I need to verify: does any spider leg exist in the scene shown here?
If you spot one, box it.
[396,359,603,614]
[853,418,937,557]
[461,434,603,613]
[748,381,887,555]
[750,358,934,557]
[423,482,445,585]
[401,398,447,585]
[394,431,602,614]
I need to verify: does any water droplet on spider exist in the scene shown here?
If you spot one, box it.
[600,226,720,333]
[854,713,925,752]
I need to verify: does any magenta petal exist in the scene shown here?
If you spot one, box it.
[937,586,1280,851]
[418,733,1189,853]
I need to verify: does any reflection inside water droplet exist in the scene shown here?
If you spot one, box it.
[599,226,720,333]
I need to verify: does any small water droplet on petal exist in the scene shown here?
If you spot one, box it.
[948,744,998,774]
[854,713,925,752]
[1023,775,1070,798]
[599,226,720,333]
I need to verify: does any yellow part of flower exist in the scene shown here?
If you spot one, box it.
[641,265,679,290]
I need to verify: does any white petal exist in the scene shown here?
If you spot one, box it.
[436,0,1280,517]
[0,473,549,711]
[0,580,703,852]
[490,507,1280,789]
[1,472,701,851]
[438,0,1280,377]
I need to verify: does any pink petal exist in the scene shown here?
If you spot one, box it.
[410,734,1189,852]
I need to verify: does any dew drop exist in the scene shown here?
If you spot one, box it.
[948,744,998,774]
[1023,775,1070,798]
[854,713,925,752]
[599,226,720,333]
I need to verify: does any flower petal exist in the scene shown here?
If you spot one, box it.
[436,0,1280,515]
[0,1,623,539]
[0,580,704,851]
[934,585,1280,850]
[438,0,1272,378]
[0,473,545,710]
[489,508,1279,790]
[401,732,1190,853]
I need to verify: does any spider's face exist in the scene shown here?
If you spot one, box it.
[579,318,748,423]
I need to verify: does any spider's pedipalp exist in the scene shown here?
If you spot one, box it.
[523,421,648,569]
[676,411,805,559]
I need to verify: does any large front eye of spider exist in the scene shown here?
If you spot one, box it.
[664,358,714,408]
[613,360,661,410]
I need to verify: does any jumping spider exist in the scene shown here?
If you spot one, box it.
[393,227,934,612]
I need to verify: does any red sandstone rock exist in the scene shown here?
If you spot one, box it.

__________________________________________________

### What you need to do
Provide only the number of lines from the material above that include the word "water".

### Task output
3